_THE EXERCISE_
Retype every entry word for word.

_Pointing dataset records_
((

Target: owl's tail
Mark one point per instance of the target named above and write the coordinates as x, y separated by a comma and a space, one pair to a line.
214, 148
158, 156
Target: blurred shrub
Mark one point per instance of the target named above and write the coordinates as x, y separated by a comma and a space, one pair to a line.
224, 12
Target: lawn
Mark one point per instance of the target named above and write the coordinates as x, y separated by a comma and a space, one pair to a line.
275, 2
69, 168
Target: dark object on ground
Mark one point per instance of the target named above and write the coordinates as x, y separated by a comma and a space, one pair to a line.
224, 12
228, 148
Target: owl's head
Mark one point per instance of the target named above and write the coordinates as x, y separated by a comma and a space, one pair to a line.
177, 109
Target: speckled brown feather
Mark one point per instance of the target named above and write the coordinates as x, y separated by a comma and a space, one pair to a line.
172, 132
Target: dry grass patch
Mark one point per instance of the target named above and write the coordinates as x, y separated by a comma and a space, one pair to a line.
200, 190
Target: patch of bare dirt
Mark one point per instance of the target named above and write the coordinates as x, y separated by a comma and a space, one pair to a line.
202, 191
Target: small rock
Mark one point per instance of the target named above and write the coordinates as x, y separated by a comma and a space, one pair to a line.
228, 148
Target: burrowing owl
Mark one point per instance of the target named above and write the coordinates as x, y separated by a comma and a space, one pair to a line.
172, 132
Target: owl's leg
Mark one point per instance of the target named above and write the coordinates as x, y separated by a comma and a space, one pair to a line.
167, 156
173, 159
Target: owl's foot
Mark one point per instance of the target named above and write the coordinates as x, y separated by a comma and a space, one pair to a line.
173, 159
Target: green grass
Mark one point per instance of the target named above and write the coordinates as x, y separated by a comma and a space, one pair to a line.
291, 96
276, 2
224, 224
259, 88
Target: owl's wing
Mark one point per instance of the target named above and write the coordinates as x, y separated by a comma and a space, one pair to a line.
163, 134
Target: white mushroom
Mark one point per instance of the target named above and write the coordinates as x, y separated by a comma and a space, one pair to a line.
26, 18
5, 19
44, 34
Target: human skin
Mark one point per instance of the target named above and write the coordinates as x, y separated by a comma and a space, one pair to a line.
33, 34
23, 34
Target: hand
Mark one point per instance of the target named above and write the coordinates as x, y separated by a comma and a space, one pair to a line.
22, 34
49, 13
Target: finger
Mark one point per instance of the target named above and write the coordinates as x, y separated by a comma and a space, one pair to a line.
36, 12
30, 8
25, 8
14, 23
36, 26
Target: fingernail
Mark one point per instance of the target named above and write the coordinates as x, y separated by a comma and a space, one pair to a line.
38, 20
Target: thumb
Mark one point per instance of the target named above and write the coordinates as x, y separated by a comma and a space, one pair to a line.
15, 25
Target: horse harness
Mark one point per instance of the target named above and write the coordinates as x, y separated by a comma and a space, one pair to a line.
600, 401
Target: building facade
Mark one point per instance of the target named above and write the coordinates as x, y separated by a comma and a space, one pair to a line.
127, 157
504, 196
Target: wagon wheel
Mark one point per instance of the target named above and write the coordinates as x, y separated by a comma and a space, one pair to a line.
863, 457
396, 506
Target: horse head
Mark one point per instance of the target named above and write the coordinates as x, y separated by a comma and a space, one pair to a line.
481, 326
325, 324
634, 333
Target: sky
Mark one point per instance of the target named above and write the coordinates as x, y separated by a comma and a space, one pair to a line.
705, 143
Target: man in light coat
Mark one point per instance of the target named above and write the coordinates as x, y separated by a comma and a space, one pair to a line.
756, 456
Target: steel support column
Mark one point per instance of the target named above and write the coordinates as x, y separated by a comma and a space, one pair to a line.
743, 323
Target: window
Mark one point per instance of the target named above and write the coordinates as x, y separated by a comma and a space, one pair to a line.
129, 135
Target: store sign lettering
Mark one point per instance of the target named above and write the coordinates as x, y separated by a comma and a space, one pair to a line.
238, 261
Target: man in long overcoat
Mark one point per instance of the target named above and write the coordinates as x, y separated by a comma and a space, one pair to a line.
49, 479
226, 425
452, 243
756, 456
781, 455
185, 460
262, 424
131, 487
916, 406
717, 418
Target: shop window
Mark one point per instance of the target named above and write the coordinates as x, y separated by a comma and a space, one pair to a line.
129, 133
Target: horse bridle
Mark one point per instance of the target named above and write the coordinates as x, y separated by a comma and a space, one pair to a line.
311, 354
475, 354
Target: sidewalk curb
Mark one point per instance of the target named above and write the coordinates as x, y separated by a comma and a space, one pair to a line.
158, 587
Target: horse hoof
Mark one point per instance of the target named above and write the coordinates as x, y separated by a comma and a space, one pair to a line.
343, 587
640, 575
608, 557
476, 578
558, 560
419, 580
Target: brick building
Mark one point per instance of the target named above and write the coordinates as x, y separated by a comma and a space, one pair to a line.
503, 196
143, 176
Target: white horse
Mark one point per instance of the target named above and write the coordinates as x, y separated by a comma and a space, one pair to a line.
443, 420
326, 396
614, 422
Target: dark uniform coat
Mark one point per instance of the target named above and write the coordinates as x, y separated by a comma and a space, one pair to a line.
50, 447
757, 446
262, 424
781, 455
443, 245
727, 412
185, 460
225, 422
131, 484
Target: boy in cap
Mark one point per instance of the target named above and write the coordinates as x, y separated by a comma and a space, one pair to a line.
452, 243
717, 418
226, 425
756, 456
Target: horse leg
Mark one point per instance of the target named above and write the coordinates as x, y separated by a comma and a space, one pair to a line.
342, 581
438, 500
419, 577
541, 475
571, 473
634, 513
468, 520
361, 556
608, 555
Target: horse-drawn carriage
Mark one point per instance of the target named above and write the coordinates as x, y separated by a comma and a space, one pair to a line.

))

_EXERCISE OUTPUT_
Target: owl's tail
Mark one point per instance of the target named above and write the coordinates as x, y separated by a comma and a space, one pair to a line.
214, 148
158, 156
Target: blurred shrub
Mark one point per instance of the target named above and write the coordinates as x, y separated by a comma and a space, one pair to a line.
224, 12
Target: lawn
Mark one point per instance of the target named above and write the coordinates as x, y separated by a comma and a space, one pair to a line.
275, 2
69, 168
Target: dark object on ground
Mark one point per instance of the target named above and write the coordinates as x, y separated by a comma and a space, one pair to a line.
224, 12
228, 148
Target: owl's head
Mark one point per instance of the target named above and write the coordinates as x, y separated by a comma and a space, one pair to a line.
177, 109
Target: speckled brown feather
Mark one point per instance of the target named above and write the coordinates as x, y separated by a comma and a space, one pair to a line.
172, 132
Target: dry grass patch
Mark one point per instance of the target named above and write the coordinates as x, y separated by a comma and a space, one pair to a line.
200, 190
Target: patch of bare dirt
Mark one point per instance of the target named above and write the coordinates as x, y separated by a comma and a space, one pair to a line.
202, 191
Target: small rock
Mark one point per instance of the target named above and write the coordinates as x, y separated by a comma and a space, one pair to a line.
228, 148
Target: burrowing owl
Mark one point per instance of the target named above and write the coordinates as x, y separated by a comma and a space, one pair to a line.
172, 132
Target: owl's leg
Mark one point per instance of the target named above and write the coordinates as x, y separated by a comma and a space, one pair to a line.
167, 156
173, 159
Target: owl's foot
Mark one point per instance of the target named above and write the coordinates as x, y separated by a comma and a space, one pair to a line.
173, 159
Target: green grass
Mark one point per instance of the target named above and write the coordinates as x, y separated by a comma and a space, one pair to a line.
291, 96
276, 2
224, 224
259, 88
Target: owl's wing
Mark one point per instance of the target named above and write the coordinates as x, y separated by a comma and a space, one pair to a line.
163, 134
Target: white mushroom
Mark one point per instance of the target named above and write the coordinates as x, y separated by a comma and a space, one pair to a line.
26, 18
5, 19
44, 34
Target: human skin
Mark one point per instance of the target named above and write the coordinates as x, y separated by a comma and a space, one pair to a line.
33, 34
23, 34
Target: hand
Mark one point per instance of the target named above and write the coordinates as x, y separated by a comma and a space, one pair to a line.
22, 34
49, 13
Target: finger
Mark one point per instance of the target named above and write the coordinates as x, y separated by a comma and a space, one pair to a line.
36, 12
30, 8
25, 8
14, 23
36, 26
Target: fingernail
Mark one point per instance of the target named above and write the coordinates as x, y separated by a comma and a space, one pair to a line.
38, 20
Target: thumb
Mark one point per instance of the target named above and write the coordinates as x, y separated by a comma and a space, one pair to a line.
15, 25
Target: horse harness
Mark one point per instance of the target named above and write the coordinates as x, y separated by a comma and a space, one pair to a line.
600, 401
Target: building facade
Mark one point per instance of the target named above and write the coordinates as x, y separated by a comma and a space, one pair to a line.
127, 157
504, 196
Target: wagon wheel
Mark one point per instance of the target named above and write the coordinates as x, y separated by a comma and a space, one pair to a line.
863, 457
396, 506
Target: horse head
Mark one point per instance of the target named above and write the coordinates as x, y separated by a comma and a space, one pair to a line.
481, 326
325, 324
634, 333
Target: sky
Mark one point per instance of the target named above and write the coordinates as x, y separated by a comma and a space, one pair to a line.
705, 143
Target: man in light coat
Mark one point per instance of the target named above and write the coordinates as x, y separated by a comma and a space, one pair to a line.
756, 456
Target: steel support column
Mark one point per instance of the target named above and write the coordinates as x, y separated by a comma and a space, one pair to a line.
743, 323
Target: window
Mark one point per instance of the target named above and write the coordinates as x, y separated by a comma and a space, one pair to a line.
129, 135
Target: store sign lettering
Mark one point per instance of the target named above and write the coordinates as x, y separated by a comma and a space, one pair to a line.
238, 261
Target: man in long overcoat
Mark one point per instance of the target named above and write the coordinates as x, y separated by a comma and a space, one pair to a line.
49, 479
226, 425
452, 243
756, 456
781, 455
185, 460
262, 424
131, 487
916, 406
717, 418
Target: shop window
Mark one point per instance of the target named above and write the coordinates as x, y separated by a comma and a space, one pair to a line.
129, 133
Target: horse bridle
Mark one point per instance of the target named above and write the coordinates as x, y separated by a comma and a space, one pair to a line.
311, 354
475, 354
Target: sidewalk curb
Mark one point per instance of the target named above and write the coordinates as x, y separated by a comma and a space, one pair to a line.
158, 587
Target: horse hoof
Mark one point per instance of the target named above and write the coordinates as x, y separated by a comma and a space, one pair to a line.
343, 587
640, 575
608, 557
476, 578
558, 560
419, 580
Target: brick building
Mark one point per instance of the target named above and write the coordinates as x, y separated by a comma and a space, one pair to a line.
503, 196
143, 176
Target: white horse
Mark one point per instance of the target named above and write the coordinates as x, y separated by a comma and a space, one pair to a line.
443, 420
326, 396
614, 422
Target: dark uniform coat
Mark one point per instance of the target named above and write the coordinates as x, y separated by a comma and a space, one pair to a line.
50, 447
757, 446
262, 424
781, 455
443, 245
727, 412
185, 460
225, 422
131, 484
Target: boy in cap
Mark one point per instance of the target named above and write the coordinates as x, y separated by a comma and a space, one pair to a line.
452, 243
717, 418
226, 425
756, 456
Target: horse leg
Mark one point per instance of the target named above and write the coordinates as x, y separated by a comma and a space, one pair to a line.
342, 581
438, 500
419, 577
541, 475
571, 473
634, 513
468, 520
361, 556
608, 555
Target: horse-drawn carriage
Mark one point per instance of the target named above and write the coordinates as x, y separated by a comma and a space, one pair to a line.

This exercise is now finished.